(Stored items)

* * * * *

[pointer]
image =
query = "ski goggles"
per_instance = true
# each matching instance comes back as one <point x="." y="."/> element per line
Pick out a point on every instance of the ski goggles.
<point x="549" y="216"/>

* * * * *

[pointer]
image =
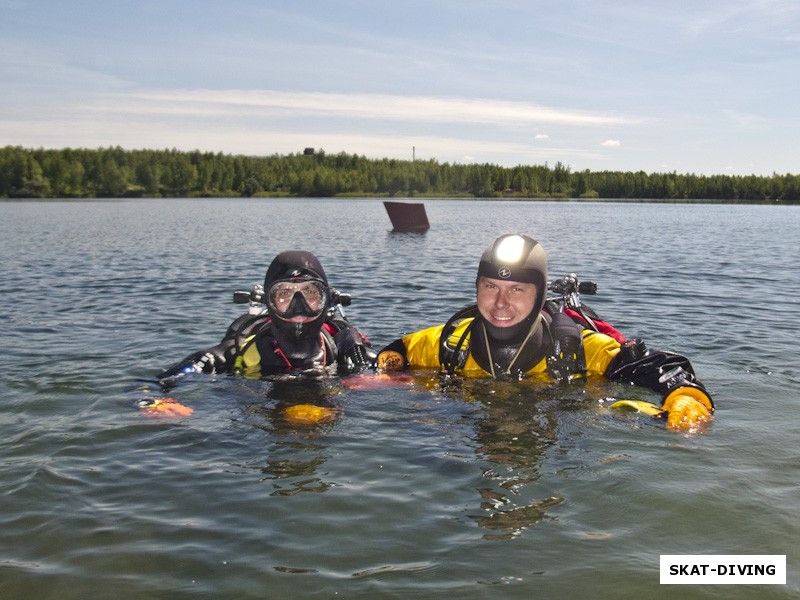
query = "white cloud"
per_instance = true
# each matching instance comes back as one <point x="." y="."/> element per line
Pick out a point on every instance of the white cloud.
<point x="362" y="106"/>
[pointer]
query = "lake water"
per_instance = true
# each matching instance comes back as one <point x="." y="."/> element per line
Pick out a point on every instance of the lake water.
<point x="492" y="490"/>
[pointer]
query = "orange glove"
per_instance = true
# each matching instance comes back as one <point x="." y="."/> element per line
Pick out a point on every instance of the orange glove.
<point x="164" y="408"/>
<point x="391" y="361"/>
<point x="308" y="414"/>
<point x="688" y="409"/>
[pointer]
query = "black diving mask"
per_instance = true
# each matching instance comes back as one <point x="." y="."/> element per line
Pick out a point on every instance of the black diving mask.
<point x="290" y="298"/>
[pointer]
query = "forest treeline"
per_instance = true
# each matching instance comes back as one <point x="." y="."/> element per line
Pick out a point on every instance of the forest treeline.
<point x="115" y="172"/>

* * * * *

#### [Brief]
Find the word "query" in the entries, then copy out every line that has it.

#### [Solution to the exercise]
query = "ski goggles"
query = "white cloud"
query = "lake water"
query = "orange glove"
query = "black diving mask"
query = "forest treeline"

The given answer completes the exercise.